- **PROBLEM TO SOLVE**:
Reproduce each record below exactly as written.

- **TASK DATA**:
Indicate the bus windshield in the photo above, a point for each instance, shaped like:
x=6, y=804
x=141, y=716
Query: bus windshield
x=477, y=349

- **EXERCISE ANSWER**:
Indicate the bus windshield in the photo above, a point for each instance, shaped like:
x=6, y=804
x=141, y=716
Query: bus windshield
x=477, y=349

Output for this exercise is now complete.